++++ INPUT FOR THIS TASK ++++

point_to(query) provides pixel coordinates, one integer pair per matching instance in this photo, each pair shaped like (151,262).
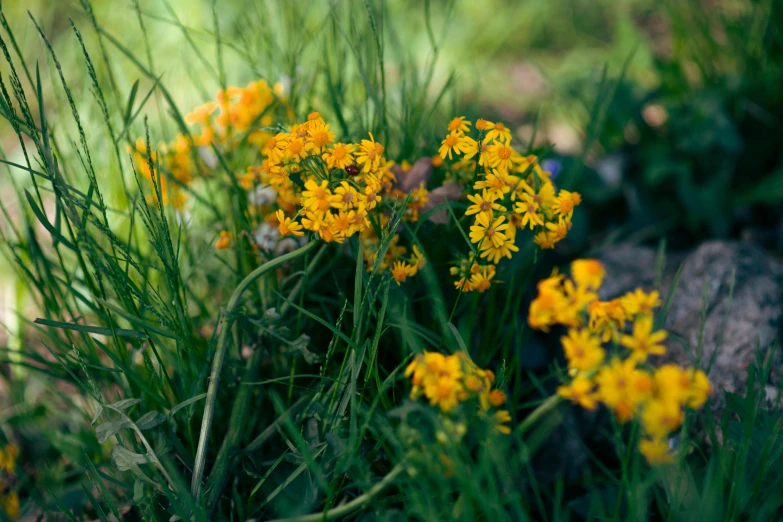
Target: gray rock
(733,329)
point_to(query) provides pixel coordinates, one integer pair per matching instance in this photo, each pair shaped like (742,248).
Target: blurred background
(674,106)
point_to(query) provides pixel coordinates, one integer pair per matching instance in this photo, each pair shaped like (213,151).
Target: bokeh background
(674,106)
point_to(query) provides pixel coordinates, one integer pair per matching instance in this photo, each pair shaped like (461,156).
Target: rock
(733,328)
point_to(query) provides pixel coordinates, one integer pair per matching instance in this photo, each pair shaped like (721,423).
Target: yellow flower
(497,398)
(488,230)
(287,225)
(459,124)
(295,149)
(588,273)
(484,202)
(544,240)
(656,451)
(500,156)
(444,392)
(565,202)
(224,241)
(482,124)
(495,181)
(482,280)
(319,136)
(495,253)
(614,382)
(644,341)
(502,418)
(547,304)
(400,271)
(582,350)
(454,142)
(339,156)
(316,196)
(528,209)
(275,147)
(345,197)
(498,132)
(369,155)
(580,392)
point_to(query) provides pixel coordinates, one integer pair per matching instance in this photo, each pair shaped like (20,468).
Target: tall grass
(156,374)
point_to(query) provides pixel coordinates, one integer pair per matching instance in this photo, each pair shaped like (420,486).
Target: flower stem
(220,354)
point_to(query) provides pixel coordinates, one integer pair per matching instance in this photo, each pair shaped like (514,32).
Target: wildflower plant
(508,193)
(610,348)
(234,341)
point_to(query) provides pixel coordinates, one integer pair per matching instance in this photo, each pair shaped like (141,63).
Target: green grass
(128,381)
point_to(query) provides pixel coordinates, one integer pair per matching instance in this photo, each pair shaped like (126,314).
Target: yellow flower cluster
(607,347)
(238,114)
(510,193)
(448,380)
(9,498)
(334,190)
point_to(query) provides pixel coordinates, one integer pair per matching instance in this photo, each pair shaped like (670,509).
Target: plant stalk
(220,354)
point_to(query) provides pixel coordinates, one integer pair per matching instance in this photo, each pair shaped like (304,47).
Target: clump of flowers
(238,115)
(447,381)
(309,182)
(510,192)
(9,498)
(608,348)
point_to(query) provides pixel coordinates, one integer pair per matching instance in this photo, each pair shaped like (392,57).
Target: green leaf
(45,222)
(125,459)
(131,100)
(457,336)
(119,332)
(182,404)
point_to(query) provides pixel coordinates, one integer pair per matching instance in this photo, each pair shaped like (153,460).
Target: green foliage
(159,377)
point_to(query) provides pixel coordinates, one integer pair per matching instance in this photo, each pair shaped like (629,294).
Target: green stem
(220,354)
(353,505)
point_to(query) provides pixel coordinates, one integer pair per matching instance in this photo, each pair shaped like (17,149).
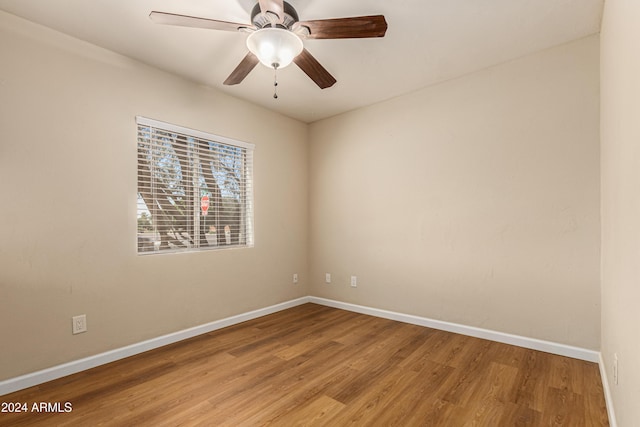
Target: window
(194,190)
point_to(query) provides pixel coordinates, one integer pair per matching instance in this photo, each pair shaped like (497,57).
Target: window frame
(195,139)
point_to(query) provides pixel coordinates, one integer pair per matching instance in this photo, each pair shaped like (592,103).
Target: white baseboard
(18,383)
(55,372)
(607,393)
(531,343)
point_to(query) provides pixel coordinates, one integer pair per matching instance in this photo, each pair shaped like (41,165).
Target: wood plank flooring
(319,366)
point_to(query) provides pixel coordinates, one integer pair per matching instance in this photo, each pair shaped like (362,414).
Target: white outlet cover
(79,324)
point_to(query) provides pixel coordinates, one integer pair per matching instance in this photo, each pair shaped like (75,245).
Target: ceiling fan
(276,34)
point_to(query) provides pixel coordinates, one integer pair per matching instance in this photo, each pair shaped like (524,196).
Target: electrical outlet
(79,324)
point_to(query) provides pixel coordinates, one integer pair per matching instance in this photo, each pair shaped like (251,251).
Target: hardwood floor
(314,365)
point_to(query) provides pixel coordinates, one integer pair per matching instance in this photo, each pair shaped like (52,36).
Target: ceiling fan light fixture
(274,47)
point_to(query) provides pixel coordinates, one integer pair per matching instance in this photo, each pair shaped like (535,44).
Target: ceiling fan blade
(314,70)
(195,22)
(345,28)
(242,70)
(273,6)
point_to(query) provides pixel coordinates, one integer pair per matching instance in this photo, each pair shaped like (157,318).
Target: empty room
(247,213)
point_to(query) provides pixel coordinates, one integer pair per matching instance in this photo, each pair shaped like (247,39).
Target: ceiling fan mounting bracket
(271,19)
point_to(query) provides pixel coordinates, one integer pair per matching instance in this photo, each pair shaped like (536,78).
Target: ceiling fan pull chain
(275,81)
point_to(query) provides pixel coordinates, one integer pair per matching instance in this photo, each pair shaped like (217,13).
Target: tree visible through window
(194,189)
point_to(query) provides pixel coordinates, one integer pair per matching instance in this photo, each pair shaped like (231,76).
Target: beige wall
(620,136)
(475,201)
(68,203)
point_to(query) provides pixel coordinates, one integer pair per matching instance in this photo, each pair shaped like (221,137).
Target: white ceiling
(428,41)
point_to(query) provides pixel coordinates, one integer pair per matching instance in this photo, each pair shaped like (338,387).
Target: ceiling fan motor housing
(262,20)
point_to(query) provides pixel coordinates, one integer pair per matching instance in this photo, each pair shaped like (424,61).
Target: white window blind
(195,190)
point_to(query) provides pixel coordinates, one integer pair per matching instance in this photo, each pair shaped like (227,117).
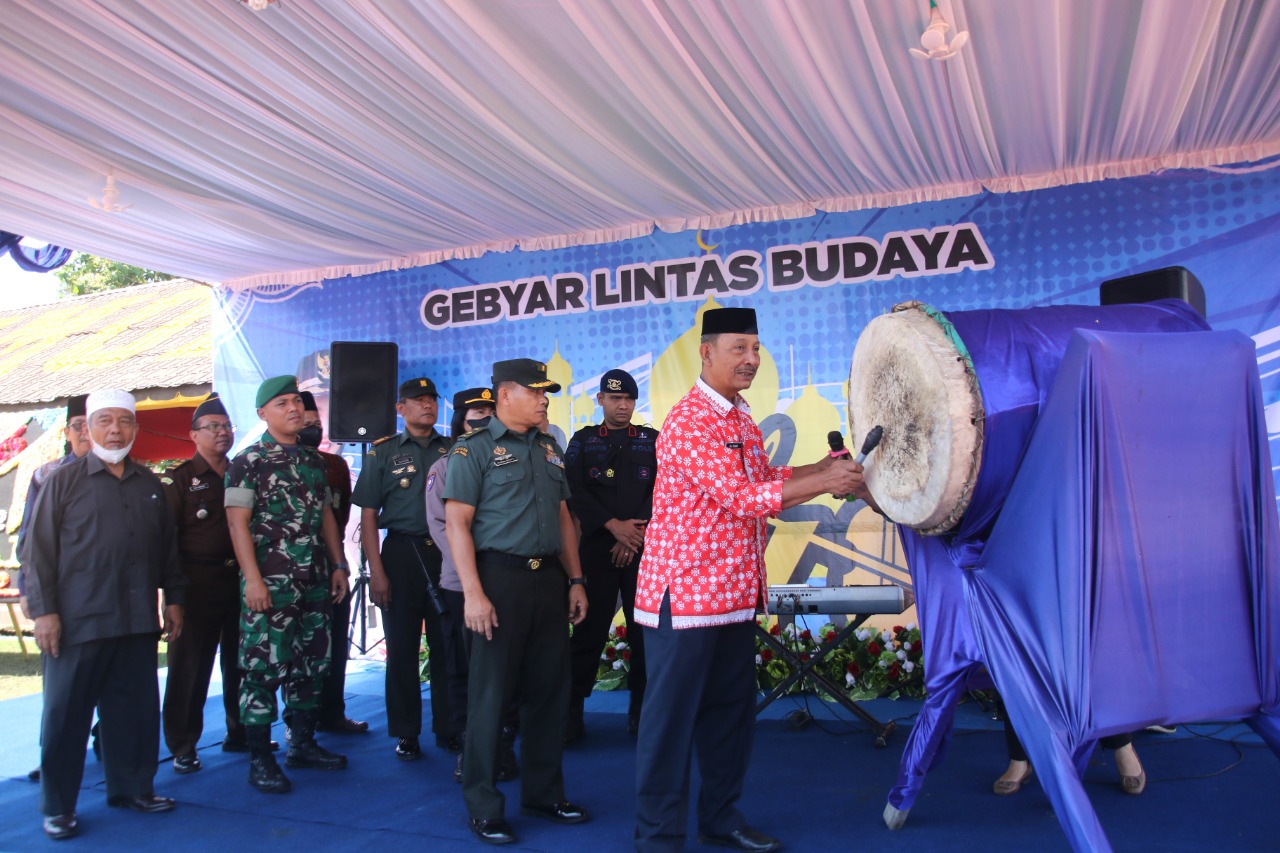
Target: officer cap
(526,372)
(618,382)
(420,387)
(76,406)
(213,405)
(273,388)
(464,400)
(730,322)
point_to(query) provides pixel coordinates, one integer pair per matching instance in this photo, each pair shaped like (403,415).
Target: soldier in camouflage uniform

++++

WORK REQUIRED |
Make an exact copy of all entries above, dropping the images.

YOUR SOLUTION |
point_to(query) provides pixel coordinates, one integer pair per matching instance in this photo, each pair shaped like (151,262).
Target: gray rock
(733,329)
point_to(query) provides pixel coordinates, one integer pair per matching instance in this photo, each pair shaped like (742,248).
Target: blurred background
(674,106)
point_to(query) provides pixel coordinates, one integer pair per matching instance in this photo, each pair shaped like (213,151).
Target: bokeh background
(674,106)
point_to(query) provides pixel coordinates, one integer pair per matching instance in this photo, each pair shaped like (461,156).
Target: rock
(733,328)
point_to(query) provides pixel coordinates, one integer pair per matching instance in this photo, each pair shaped like (721,423).
Target: yellow flower
(497,398)
(488,230)
(287,225)
(459,124)
(295,149)
(588,273)
(484,202)
(544,240)
(656,451)
(500,156)
(444,392)
(565,202)
(224,241)
(482,124)
(495,181)
(482,280)
(319,136)
(495,253)
(614,382)
(644,341)
(502,418)
(547,304)
(400,271)
(582,350)
(454,142)
(339,156)
(316,196)
(528,209)
(275,147)
(345,197)
(498,132)
(369,155)
(580,392)
point_to(query) provides pixel coordinates, one integer pair per matching instance in this photo, each pair shaped like (20,468).
Target: tall grass
(156,374)
point_to(query) provides pixel coordinates, one integer pair per matching instance in this photo, each pair shaped like (420,486).
Target: flower stem
(220,354)
point_to(query) provides pixel coordinates, one integer pair per matching instance in this photo, each pair shaped like (514,32).
Target: wildflower plant
(508,193)
(610,348)
(234,341)
point_to(query) provides pixel coordinates, one integer pair per matching instance in this photo, each pair shaped like (141,63).
Target: green grass
(128,381)
point_to(query) provides pixel coordinates, one integer pair per matching instance in this photo, each pair shaped like (126,314).
Target: yellow flower cluster
(607,347)
(238,114)
(510,193)
(448,380)
(9,498)
(334,190)
point_to(query) provides pixel coordinates, one integer pair per matching instance in this photo, each pair shaped like (670,509).
Target: plant stalk
(220,354)
point_to(query) provides pixel coordinates, one integer pair per matching instance in this photo, each pair shaped like (304,47).
Target: clump of flowers
(238,115)
(447,381)
(309,182)
(510,192)
(9,498)
(608,348)
point_to(query) provides pixel coordinates, one integer pair per matching instance in this photo, each pair shaped like (392,57).
Target: green leaf
(45,222)
(125,459)
(131,100)
(457,336)
(119,332)
(182,404)
point_to(query) provides pixel coordinates, one integer pair per matching instance in this photo, each pair shaped like (153,460).
Target: green foliage
(159,377)
point_to(query) provides pixel coordinates, one integer pair per matching instance in this photo, each pair shaped like (629,294).
Target: green stem
(220,354)
(353,505)
point_to(query) provides pixel coordinates, one integer pair per matching instance in this photo, each pair shaped like (17,149).
Target: window
(194,190)
point_to(query) provides pixel coordinates, one integer pair per matching instance in this photo, each pair shaped like (497,57).
Target: window frame
(195,139)
point_to(query) provides pixel coordinates, one integer pair per matching instance in this photo, each pair shaped like (592,103).
Target: white baseboard
(18,383)
(55,372)
(607,393)
(531,343)
point_to(query) provides pixel coordinates, one integer pair per matching instance in this photo, each pair shaped like (41,165).
Target: wood plank flooring
(319,366)
point_to(query) provides pixel coordinates, one integer pair per matching instance in this photo, each pair shaped like (362,414).
Target: white outlet cover
(79,324)
point_to(query) provides pixel coordinates, one integer pair per matching instance in this photo, each pair shaped like (75,245).
Target: ceiling fan
(276,34)
point_to(query) provides pixel coordinates, one integer pair per matching instance in this photo, each pair shaped like (524,196).
Target: electrical outlet
(79,324)
point_to(query) provides pixel coordinates, one integer pair per matching instance in this photo, each pair shaped like (251,251).
Target: hardwood floor
(314,365)
point_to(query) provides pixel coordinates, one integer pair per matching instance in this photo, each pair shaped like (52,36).
Target: ceiling fan light fixture
(274,47)
point_to(query) provides pixel coordinates, one integer pair per matching instance in this photo, each pair shaped like (535,44).
Target: ceiling fan blade
(314,70)
(195,22)
(345,28)
(242,70)
(273,6)
point_to(query) provides pixel coordinates, one integer pair per matching instance in this photo, each pair shaped like (157,318).
Target: empty room
(247,213)
point_to(query) provides pixel coordinates, one integer pair per matching instance in this photo, each pair shaped like (247,39).
Target: ceiling fan mounting bracket
(271,19)
point_to(query) provides pixel coordinates, one integer pair per matching instance in this photo, each pair shaped like (536,78).
Target: ceiling fan pull chain
(275,81)
point_to(query) provides pixel coordinates, one integer pair per matching instance in this photo, each pair shaped like (217,13).
Target: tree visible through window
(194,189)
point_to(query) provides pixel coordinates, one integer pair per matching instance in this photo, each pair shaped like (231,76).
Target: beige wall
(620,136)
(475,201)
(68,203)
point_to(query) provides pixel coordinates, one integer pair per matching instance in this photo, each pair shaped like (221,137).
Target: white ceiling
(428,41)
point_to(query) provides pixel coordinates, one integer pair per matching instance in this photo, each pair shaped like (338,387).
Target: ceiling fan motor housing
(262,20)
point_to(query) provides pixel coordinates, one integer pair per matching instance in this photo, each pair shaped like (424,61).
Target: white window blind
(195,190)
point_to(query) provides pixel coordinates, one integer pair per matching instance in this photo, each pair shaped like (227,117).
Target: officer cap
(526,372)
(618,382)
(420,387)
(76,406)
(213,405)
(273,388)
(464,400)
(730,322)
point_to(query) provides pixel coordinates, one integer pair per matching instance in this photo, each pair shaped like (403,415).
Target: soldier in camouflage uniform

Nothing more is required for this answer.